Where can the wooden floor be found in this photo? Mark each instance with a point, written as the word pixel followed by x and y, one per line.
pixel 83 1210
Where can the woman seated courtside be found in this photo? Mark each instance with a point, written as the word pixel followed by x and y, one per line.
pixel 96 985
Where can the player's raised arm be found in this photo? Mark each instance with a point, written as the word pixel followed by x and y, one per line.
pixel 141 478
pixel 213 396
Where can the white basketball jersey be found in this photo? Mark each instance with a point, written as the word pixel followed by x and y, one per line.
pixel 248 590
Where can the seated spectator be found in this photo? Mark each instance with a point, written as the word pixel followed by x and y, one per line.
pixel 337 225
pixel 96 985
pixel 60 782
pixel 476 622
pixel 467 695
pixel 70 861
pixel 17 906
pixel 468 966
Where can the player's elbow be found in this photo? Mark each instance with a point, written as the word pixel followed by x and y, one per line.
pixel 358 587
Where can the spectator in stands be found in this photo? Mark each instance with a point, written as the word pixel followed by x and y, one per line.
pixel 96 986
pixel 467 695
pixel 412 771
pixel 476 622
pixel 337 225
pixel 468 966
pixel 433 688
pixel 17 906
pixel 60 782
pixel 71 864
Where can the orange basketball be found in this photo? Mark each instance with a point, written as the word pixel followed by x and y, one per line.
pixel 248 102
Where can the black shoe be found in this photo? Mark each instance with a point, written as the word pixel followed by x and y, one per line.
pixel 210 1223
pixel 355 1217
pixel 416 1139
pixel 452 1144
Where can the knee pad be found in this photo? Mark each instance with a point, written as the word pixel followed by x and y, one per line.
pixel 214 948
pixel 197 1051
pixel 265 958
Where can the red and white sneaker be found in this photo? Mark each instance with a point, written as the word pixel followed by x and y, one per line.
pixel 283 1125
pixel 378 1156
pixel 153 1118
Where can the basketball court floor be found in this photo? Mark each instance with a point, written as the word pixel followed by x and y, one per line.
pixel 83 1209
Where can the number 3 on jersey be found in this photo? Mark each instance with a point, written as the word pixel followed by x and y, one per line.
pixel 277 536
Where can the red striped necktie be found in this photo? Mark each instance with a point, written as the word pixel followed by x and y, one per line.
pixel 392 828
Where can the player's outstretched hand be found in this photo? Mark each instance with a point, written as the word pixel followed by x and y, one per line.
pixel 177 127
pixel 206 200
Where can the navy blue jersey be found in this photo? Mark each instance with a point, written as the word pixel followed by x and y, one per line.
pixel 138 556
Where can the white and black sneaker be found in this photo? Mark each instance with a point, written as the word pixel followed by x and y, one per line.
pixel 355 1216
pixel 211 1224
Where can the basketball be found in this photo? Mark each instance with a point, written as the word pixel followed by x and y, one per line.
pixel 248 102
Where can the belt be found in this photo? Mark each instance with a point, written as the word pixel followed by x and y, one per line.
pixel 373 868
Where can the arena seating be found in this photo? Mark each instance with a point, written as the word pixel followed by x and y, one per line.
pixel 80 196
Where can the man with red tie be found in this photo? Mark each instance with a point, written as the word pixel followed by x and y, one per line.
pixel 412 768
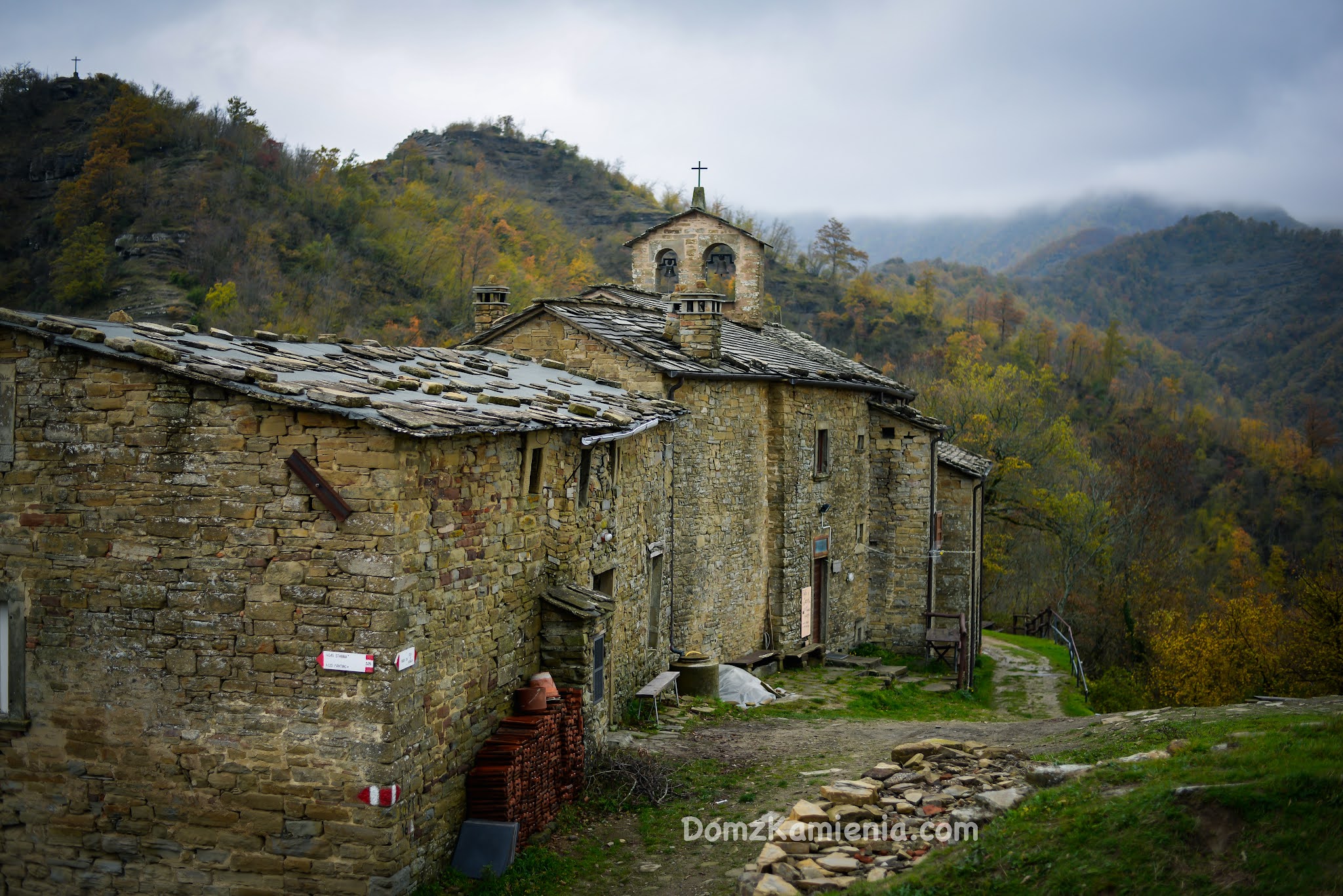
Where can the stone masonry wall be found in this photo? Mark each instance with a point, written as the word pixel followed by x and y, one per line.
pixel 797 494
pixel 898 532
pixel 691 238
pixel 179 583
pixel 723 541
pixel 634 507
pixel 958 567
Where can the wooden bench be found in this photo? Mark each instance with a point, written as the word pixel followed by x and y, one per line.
pixel 813 655
pixel 654 690
pixel 751 661
pixel 950 645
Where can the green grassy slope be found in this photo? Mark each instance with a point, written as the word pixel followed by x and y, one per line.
pixel 1266 821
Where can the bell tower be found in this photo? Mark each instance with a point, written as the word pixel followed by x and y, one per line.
pixel 694 246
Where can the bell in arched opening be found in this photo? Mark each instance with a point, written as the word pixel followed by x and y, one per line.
pixel 668 275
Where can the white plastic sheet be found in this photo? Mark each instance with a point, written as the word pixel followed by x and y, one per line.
pixel 740 687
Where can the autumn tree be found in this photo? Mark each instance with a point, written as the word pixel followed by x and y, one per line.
pixel 239 112
pixel 1008 315
pixel 79 273
pixel 835 253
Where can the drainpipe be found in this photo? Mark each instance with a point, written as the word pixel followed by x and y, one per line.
pixel 672 646
pixel 932 520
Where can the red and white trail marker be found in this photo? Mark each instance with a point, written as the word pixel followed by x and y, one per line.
pixel 346 661
pixel 380 796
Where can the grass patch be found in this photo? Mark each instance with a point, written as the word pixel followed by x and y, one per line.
pixel 708 788
pixel 1272 833
pixel 1071 699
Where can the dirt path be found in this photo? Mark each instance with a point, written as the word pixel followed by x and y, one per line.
pixel 779 754
pixel 1026 684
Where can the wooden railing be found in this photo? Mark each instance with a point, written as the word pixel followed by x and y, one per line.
pixel 1047 623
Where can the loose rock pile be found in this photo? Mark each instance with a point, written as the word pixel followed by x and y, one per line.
pixel 876 825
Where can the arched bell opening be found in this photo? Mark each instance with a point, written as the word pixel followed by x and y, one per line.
pixel 668 275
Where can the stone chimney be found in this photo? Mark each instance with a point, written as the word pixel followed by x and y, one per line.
pixel 694 322
pixel 491 305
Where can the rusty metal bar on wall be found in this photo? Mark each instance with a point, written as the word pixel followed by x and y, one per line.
pixel 319 486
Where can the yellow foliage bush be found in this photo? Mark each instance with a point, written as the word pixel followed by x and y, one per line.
pixel 1226 653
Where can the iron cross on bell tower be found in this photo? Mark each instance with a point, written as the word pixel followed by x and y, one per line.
pixel 697 198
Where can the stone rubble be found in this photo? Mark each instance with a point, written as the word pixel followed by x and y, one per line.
pixel 927 782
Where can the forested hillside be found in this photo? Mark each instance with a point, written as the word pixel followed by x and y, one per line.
pixel 117 198
pixel 1002 242
pixel 1256 305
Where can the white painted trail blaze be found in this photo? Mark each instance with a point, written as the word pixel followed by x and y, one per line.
pixel 346 661
pixel 380 796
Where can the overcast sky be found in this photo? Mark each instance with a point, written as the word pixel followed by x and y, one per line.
pixel 848 107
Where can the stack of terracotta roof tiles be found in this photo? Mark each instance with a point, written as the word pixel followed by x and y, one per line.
pixel 531 766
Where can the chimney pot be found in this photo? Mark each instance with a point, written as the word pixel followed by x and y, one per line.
pixel 694 324
pixel 491 305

◆ ◆ ◆

When copying the records, reproduce every entry exactly and omit all pictures.

RESULT =>
Where can the wooden floor be found in this photo? Mark each instance with a point, written as the word pixel followed by x and y, one per line.
pixel 83 1210
Where can the woman seated courtside be found in this photo? Mark each instance with a point, written as the word pixel followed by x and y, one per line.
pixel 96 985
Where can the player's raised arm be found in this photo? Mark each instance with a point, written as the word pixel followed by x and y, one per line.
pixel 141 478
pixel 213 396
Where can the white basketball jersey be found in this photo? Mark each instance with a point, written as the word pixel followed by x and y, one per line.
pixel 248 590
Where can the seated spectator be found in this photo? Mark each instance with a point, written as the word pixel followed by x and y, one per line.
pixel 337 225
pixel 96 985
pixel 60 782
pixel 476 622
pixel 467 695
pixel 70 861
pixel 17 906
pixel 468 966
Where can the player's elbow be found in this photo? Mark each instance with a point, written as the word pixel followed by x and y, one per line.
pixel 358 587
Where can the spectator in stands be found in this photo? Mark each instance with a point, written as the word pixel followed by x and y, one per line.
pixel 96 986
pixel 467 695
pixel 412 771
pixel 476 622
pixel 337 225
pixel 468 966
pixel 433 688
pixel 17 906
pixel 60 782
pixel 71 864
Where can the orange basketball be found in this photo? Mark each instance with a point, written as the word pixel followed by x and y, one per line.
pixel 248 102
Where can the black shoe be found in this photo? Mark each instance with a point, written as the word pixel followed by x and y, one per line.
pixel 210 1223
pixel 355 1217
pixel 416 1139
pixel 452 1144
Where can the knee pad be found in this photo? Mark each instance with a point, written as the word pixel followed by x and y, one per line.
pixel 214 948
pixel 197 1051
pixel 265 958
Where can the red and white sneaker be found in this photo? Mark each instance with a point, written as the word pixel followed by x and y, one per line.
pixel 283 1125
pixel 378 1156
pixel 153 1118
Where can the basketball court floor be found in this photo? Mark each instance with a point, written as the word pixel followed by x and y, one per line.
pixel 83 1209
Where can the number 3 on jersey be found in this photo? Mark each instance with a point, written as the word pixel followed by x and y, one per line.
pixel 277 536
Where can the red striped necktie be found in this photo? Mark each instance with a point, written as the word pixel followed by x and y, one per line.
pixel 392 828
Where can the player's outstretched hand be found in this photo? Mark each instance with a point, written as the word pixel followed by x and y, one per line.
pixel 177 127
pixel 206 200
Where can the navy blue jersey be found in this photo? Mark each instance with a point, written as the word pixel followed by x and y, one per line.
pixel 138 556
Where can the white and black sneaker be found in this photo? Mark each instance with a point, written as the word pixel followed by x and y, one per line.
pixel 355 1216
pixel 211 1224
Where can the basketball be found in this photo? Mark each instance with a point, written as the word pixel followed by x and y, one per line.
pixel 248 102
Where can the belt be found in this photo? Mark each instance with a point, written as the word pixel followed by x and y, one per line.
pixel 373 868
Where can the arena seating be found in this photo? Mark each instance with a point, written as the word pixel followed by x and y, one per line.
pixel 80 196
Where can the man with red tie be found in this photo? Mark each instance with a point, written as the word pixel followed by x and y, one per line.
pixel 412 768
Where can the stone masonry wall be found in this photo? Mark each instance with a point, written as the word pixel followed by x and y, one per line.
pixel 797 494
pixel 898 532
pixel 691 238
pixel 179 583
pixel 723 541
pixel 634 507
pixel 958 567
Where can the wooden bench be found in this photo? Mark each instance with a point, written as the word pixel followed by x and y, one per line.
pixel 813 655
pixel 654 690
pixel 751 661
pixel 950 645
Where can the green grassy slope be found in this photo? Mark each instance with a point, written as the word pixel followed by x and y, one per line.
pixel 1266 821
Where can the bell tower be found in this photo? Mark each instance with a point, written as the word pixel followed by x and y, one per line.
pixel 694 246
Where can the bell in arched opening be found in this photo? Mark each instance with a point, written as the word pixel followed by x and y, one per line.
pixel 668 275
Where can the white plastic sheet be found in this photo? Mark each instance with a point, written as the word pixel followed by x and y, one per line.
pixel 740 687
Where can the autumn tree be found in this photo? Mark each instance with a point, written as the word pixel followed by x and y, one per line.
pixel 239 112
pixel 1008 315
pixel 79 273
pixel 835 253
Where can the drainpipe be found in this photo? Mark each instance with a point, written as the word pixel followed by x and y, one per line.
pixel 672 646
pixel 932 520
Where can the red and white trail marker be found in this photo? Mark each instance with a point, written as the word pixel followed by x and y, one per line.
pixel 346 661
pixel 380 796
Where can the grass patch be found in this photo? Mark each instance with a point, written as the word pixel followed by x and y, one per line.
pixel 708 788
pixel 1272 833
pixel 1071 699
Where can the dirt path be found in this photo? Mark each instance with a point, written as the word pixel followed by x and y, one per line.
pixel 779 754
pixel 1026 684
Where can the wooden railing be found in this photo? Mark each instance with a point, written as the word pixel followed by x and y, one per line.
pixel 1047 623
Where can the loose rock pile be found in this photo? Mark each instance with a point, written as the word pixel followed by x and y, one per line.
pixel 876 825
Where can the arched bell opening be found in this photo? Mark each instance with a point, written as the word pixel followed by x and y, one per line.
pixel 668 275
Where can the stone chimney be found in this photo? Mark each instance with a point, written as the word pixel followed by x and y, one per line.
pixel 694 322
pixel 491 305
Where can the rusty metal bar on wall be found in this photo? Mark each instance with a point, written as the word pixel followed by x and y, one per line.
pixel 319 486
Where can the yellow foliage bush be found in this photo? Mark each instance with a point, written as the word pixel followed by x and y, one per line.
pixel 1226 653
Where can the iron cross on bell tower be found in this photo? Mark each instance with a point, written as the word pixel followed by x and y, one per line.
pixel 697 198
Where can the stone rubble be found in this photo? Mark each instance with a point, written as the word pixel followed by x and y, one per line.
pixel 927 782
Where can the forested hillside be found in this photo? Mark each instance with a point, written as the word pixel followed by x and y, one per line.
pixel 117 198
pixel 1002 242
pixel 1256 305
Where can the white painted trail blaze be found in this photo? Mark each instance with a point, written as the word pixel followed by x and y, one per line.
pixel 346 661
pixel 380 796
Where can the overcast sky be found in this photo? Mark each instance with a point, written as the word pixel followed by x and y, one per line.
pixel 848 107
Where can the stack of terracotta roof tiles be found in this photo? Mark each instance with a point, written as the word pixel followed by x and y, one per line.
pixel 531 766
Where can the chimney pot be found in this photo? Mark each instance with a point, written as the word pixel followed by x and y, one per line.
pixel 694 324
pixel 491 305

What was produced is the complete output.